• **EXERCISE REQUIREMENTS**:
[A] From the excerpt on Belarus' Telegram channels, transcribe the passage from "According to Haretski, the" to "the embattled president.".
[B] Condense the paragraph in the excerpt on Belarus' Telegram channels that begins "Although Lukashenko has publicly railed" into a shorter version that keeps its main facts.
[C] According to the excerpt on Belarus' Telegram channels, which channel is the country's second largest?

• **TEXT EXCERPT**:
- - - - -

Powering Nexta and Belarus’ other top Telegram channels is a small team of admins, who spend their time sorting through the videos and tips sent to them from subscribers and posting them to their audiences.
“It’s very stressful because every decision you make, every post you make, can impact the lives of millions,” said the administrator for a network of eight Telegram channels, including, Belarus of the Brain, the country’s second largest channel.
The administrator, who asked to remain anonymous because of security concerns, acknowledged the potential pitfalls this power could unleash, including spreading disinformation. “It can be used for good and it can be used for bad as well. It depends who’s managing what,” he said, in a phone interview.
Although Lukashenko has publicly railed against Telegram’s “bandit” channels, accusing users of “spitting” on Belarus, the authorities have failed to bring the platform under its control. More than 12 admins have been jailed, but their channels keep running thanks to team members who manage to avoid being identified.
According to Haretski, the authorities “blew it” when it came to neutralizing Telegram and online media.
“For a long time the authorities have been chasing after print newspapers while people, en masse, have been moving to the internet. You could say that independent media took over the internet. The same with Telegram,” he said.
With virtually no popular pro-government channels on Telegram, the platform largely belongs to Belarus’ growing opposition. Now, even state TV reporters have left their jobs to join the nationwide strike against the embattled president.

- - - - -

• **SUPPLIED ENTRIES**:
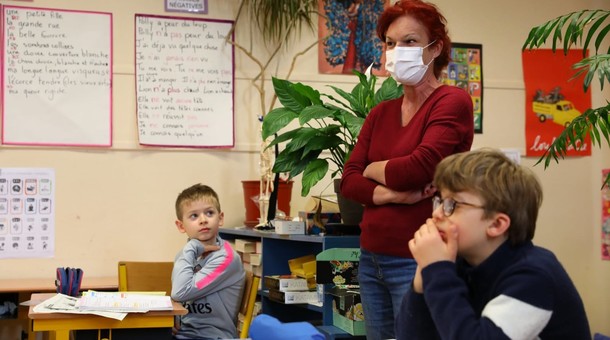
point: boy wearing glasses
(478, 274)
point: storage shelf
(277, 250)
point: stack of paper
(123, 302)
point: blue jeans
(384, 280)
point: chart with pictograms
(27, 212)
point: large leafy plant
(581, 28)
(328, 126)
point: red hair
(429, 16)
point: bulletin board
(57, 76)
(184, 82)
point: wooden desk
(24, 289)
(63, 323)
(48, 284)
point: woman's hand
(376, 171)
(385, 195)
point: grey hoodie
(209, 288)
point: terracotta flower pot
(251, 195)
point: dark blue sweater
(517, 293)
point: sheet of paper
(61, 303)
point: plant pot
(252, 193)
(351, 211)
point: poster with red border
(465, 70)
(553, 98)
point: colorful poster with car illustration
(605, 217)
(465, 70)
(553, 98)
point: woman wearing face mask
(399, 146)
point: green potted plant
(328, 126)
(594, 121)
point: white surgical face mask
(406, 64)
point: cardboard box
(325, 217)
(289, 283)
(285, 227)
(350, 326)
(338, 266)
(347, 302)
(304, 266)
(256, 259)
(294, 297)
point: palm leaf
(594, 122)
(279, 19)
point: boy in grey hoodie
(208, 276)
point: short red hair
(429, 16)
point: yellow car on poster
(561, 112)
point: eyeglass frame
(448, 210)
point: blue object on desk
(266, 327)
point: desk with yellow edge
(23, 288)
(61, 323)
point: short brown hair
(503, 185)
(430, 17)
(194, 193)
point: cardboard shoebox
(338, 266)
(289, 283)
(350, 326)
(304, 266)
(319, 211)
(347, 302)
(287, 227)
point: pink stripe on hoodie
(213, 275)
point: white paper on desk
(124, 302)
(61, 303)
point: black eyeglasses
(449, 204)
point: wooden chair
(145, 276)
(247, 302)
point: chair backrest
(247, 302)
(145, 276)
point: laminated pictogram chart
(27, 212)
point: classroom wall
(117, 203)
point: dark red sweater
(443, 125)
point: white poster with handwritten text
(57, 77)
(184, 82)
(27, 212)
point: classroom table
(62, 323)
(25, 287)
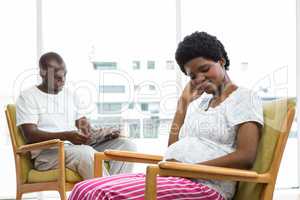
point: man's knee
(128, 145)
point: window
(170, 64)
(136, 64)
(150, 64)
(151, 127)
(144, 107)
(151, 87)
(131, 105)
(134, 128)
(18, 48)
(112, 89)
(109, 108)
(105, 65)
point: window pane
(18, 64)
(111, 45)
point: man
(50, 111)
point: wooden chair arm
(39, 146)
(127, 156)
(211, 172)
(133, 156)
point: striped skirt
(132, 186)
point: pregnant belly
(193, 150)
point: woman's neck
(221, 88)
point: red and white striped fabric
(132, 186)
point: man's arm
(83, 125)
(33, 135)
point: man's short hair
(47, 57)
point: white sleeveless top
(206, 135)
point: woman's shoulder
(243, 95)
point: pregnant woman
(216, 123)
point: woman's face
(207, 73)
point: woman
(216, 123)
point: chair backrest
(24, 164)
(278, 118)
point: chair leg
(19, 195)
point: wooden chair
(30, 180)
(254, 184)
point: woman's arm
(247, 143)
(178, 120)
(189, 94)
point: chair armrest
(132, 156)
(127, 156)
(39, 146)
(211, 172)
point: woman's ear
(43, 72)
(222, 62)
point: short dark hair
(45, 58)
(200, 44)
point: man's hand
(77, 138)
(84, 126)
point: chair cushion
(35, 176)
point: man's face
(54, 76)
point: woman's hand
(191, 92)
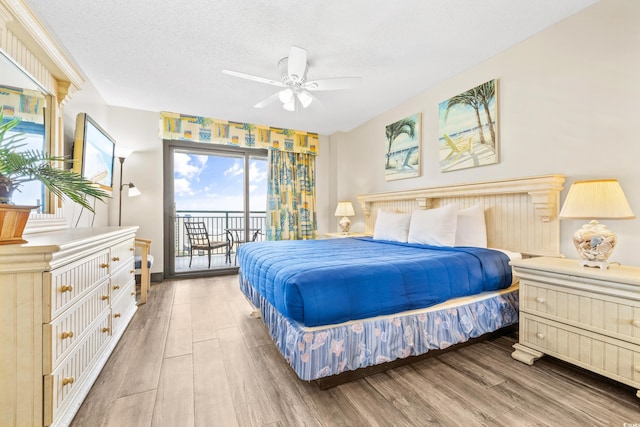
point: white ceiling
(161, 55)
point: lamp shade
(344, 209)
(133, 191)
(123, 152)
(596, 199)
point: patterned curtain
(291, 196)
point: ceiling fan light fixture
(291, 105)
(305, 98)
(285, 96)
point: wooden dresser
(66, 298)
(586, 316)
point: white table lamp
(345, 210)
(591, 200)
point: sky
(203, 182)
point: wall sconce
(591, 200)
(122, 153)
(345, 210)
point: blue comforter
(321, 282)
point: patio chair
(199, 240)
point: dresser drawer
(614, 358)
(60, 335)
(122, 254)
(65, 285)
(63, 383)
(120, 281)
(603, 314)
(123, 308)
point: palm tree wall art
(467, 130)
(403, 148)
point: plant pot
(13, 220)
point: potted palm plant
(18, 167)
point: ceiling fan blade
(253, 78)
(267, 101)
(297, 63)
(338, 83)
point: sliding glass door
(219, 192)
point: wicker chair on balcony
(200, 240)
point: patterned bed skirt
(317, 352)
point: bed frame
(521, 216)
(521, 213)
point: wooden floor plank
(253, 407)
(212, 396)
(203, 326)
(285, 393)
(226, 371)
(147, 354)
(132, 411)
(94, 410)
(179, 337)
(174, 405)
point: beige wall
(567, 98)
(568, 103)
(138, 130)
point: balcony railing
(217, 222)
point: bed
(318, 341)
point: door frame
(168, 215)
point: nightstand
(340, 235)
(585, 316)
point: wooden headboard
(521, 213)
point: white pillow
(472, 229)
(436, 227)
(392, 226)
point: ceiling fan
(296, 89)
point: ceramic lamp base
(345, 224)
(594, 243)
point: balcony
(217, 224)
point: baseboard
(155, 278)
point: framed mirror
(31, 62)
(23, 98)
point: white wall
(568, 104)
(139, 130)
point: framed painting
(468, 128)
(402, 158)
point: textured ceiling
(161, 55)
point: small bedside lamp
(602, 199)
(345, 210)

- - - - -

• **ANSWERS IN ORDER**:
[A]
According to Haretski, the authorities “blew it” when it came to neutralizing Telegram and online media.
“For a long time the authorities have been chasing after print newspapers while people, en masse, have been moving to the internet. You could say that independent media took over the internet. The same with Telegram,” he said.
With virtually no popular pro-government channels on Telegram, the platform largely belongs to Belarus’ growing opposition. Now, even state TV reporters have left their jobs to join the nationwide strike against the embattled president.

[B] Lukashenko has publicly attacked Telegram's "bandit" channels, but the authorities haven't managed to control the platform. Over 12 admins have been jailed, yet their channels continue because unidentified team members keep them running.

[C] Belarus of the Brain.